JOB: Extract everything from the beginning of the rows down to the line that contains "x=139, y=245", including both ends, and leave the pictures out of your answer.

RECORDED DATA:
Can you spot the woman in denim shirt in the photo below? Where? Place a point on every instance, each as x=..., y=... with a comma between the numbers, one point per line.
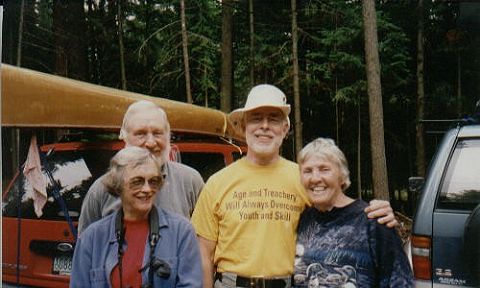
x=139, y=245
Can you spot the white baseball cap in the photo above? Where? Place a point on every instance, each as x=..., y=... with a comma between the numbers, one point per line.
x=264, y=95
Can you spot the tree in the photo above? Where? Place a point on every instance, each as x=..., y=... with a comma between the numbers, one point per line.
x=420, y=143
x=186, y=60
x=377, y=144
x=123, y=77
x=296, y=85
x=226, y=80
x=252, y=42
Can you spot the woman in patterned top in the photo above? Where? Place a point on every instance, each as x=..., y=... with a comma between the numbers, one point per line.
x=337, y=245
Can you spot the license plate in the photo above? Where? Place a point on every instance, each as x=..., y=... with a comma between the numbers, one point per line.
x=62, y=265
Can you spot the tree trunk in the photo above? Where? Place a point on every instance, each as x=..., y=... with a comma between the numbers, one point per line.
x=226, y=94
x=186, y=62
x=252, y=43
x=69, y=27
x=20, y=34
x=296, y=85
x=123, y=77
x=420, y=140
x=379, y=165
x=459, y=84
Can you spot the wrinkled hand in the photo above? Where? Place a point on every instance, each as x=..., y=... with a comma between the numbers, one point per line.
x=382, y=210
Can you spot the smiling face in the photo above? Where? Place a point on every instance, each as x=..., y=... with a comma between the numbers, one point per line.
x=323, y=182
x=148, y=129
x=265, y=129
x=141, y=183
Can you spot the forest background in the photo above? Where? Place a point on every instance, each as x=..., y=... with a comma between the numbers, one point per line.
x=211, y=53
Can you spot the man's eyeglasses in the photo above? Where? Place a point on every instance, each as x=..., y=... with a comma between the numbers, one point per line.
x=137, y=183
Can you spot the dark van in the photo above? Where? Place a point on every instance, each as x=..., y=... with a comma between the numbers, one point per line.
x=445, y=252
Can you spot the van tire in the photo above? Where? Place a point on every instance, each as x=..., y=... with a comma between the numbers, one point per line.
x=472, y=242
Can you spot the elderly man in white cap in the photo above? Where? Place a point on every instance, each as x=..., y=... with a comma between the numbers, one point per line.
x=247, y=213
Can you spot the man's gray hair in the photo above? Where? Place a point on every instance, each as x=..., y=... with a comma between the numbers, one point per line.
x=326, y=149
x=131, y=156
x=140, y=107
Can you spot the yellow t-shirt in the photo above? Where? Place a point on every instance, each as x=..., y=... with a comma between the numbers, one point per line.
x=252, y=213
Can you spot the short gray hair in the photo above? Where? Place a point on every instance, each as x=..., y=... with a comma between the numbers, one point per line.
x=326, y=149
x=142, y=106
x=131, y=156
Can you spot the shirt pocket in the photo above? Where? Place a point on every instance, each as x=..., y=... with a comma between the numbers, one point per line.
x=98, y=278
x=160, y=275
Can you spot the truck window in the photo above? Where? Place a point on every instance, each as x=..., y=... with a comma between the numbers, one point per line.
x=74, y=170
x=460, y=189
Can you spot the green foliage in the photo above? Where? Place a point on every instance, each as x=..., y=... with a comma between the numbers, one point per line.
x=333, y=83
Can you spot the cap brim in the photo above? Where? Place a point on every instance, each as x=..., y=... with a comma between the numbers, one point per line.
x=236, y=116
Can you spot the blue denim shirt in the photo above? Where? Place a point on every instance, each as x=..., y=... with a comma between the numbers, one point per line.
x=96, y=253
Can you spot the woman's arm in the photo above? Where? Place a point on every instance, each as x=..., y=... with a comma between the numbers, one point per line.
x=190, y=261
x=82, y=260
x=393, y=267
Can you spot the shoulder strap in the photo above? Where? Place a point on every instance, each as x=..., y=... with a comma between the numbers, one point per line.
x=153, y=221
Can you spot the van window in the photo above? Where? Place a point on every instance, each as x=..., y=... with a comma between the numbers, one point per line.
x=461, y=186
x=74, y=170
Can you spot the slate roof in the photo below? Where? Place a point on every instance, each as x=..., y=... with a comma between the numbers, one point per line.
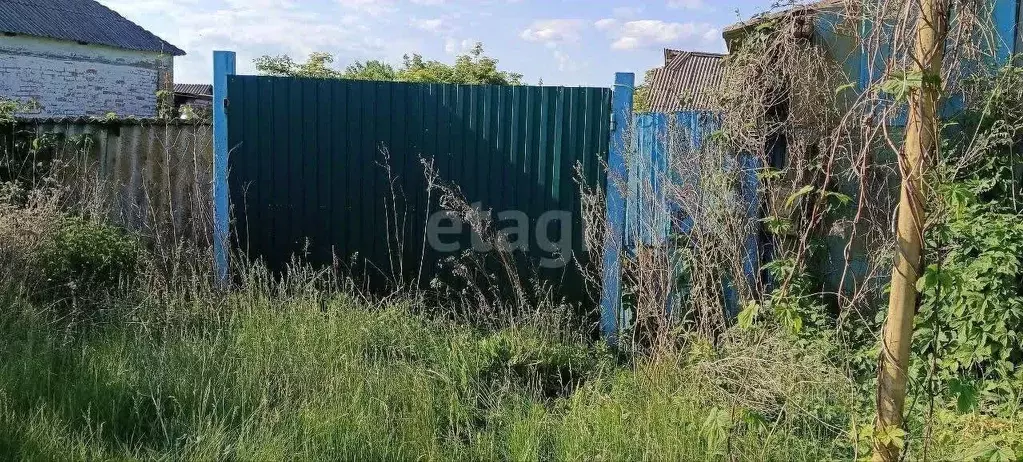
x=805, y=8
x=688, y=81
x=79, y=20
x=193, y=89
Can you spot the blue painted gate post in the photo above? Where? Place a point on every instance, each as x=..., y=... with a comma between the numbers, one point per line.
x=621, y=112
x=223, y=65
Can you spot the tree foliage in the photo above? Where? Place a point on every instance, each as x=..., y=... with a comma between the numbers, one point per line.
x=474, y=67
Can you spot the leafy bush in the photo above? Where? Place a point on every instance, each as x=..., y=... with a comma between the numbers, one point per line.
x=85, y=259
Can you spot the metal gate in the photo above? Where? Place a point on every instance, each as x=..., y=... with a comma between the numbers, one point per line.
x=308, y=173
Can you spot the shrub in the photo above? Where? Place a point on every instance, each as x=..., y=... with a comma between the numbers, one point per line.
x=85, y=259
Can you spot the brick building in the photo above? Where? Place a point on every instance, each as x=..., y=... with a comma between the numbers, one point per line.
x=77, y=57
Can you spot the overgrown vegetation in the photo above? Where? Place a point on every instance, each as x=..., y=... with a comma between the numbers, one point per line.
x=473, y=67
x=115, y=344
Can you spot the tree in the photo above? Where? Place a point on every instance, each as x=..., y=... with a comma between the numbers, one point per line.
x=316, y=67
x=472, y=67
x=921, y=141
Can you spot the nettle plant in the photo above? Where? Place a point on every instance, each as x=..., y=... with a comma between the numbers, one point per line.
x=971, y=314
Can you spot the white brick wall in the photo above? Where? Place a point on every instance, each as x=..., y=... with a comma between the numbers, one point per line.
x=68, y=79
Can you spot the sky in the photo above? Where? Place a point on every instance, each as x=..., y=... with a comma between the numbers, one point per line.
x=563, y=42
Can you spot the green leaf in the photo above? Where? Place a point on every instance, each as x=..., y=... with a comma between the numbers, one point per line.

RESULT OF THIS EXERCISE:
Can you spot the woman in denim shirt in the photo below? Where? Place a point on every instance, each as x=..., y=... with a comma between the numbers, one point per line.
x=139, y=245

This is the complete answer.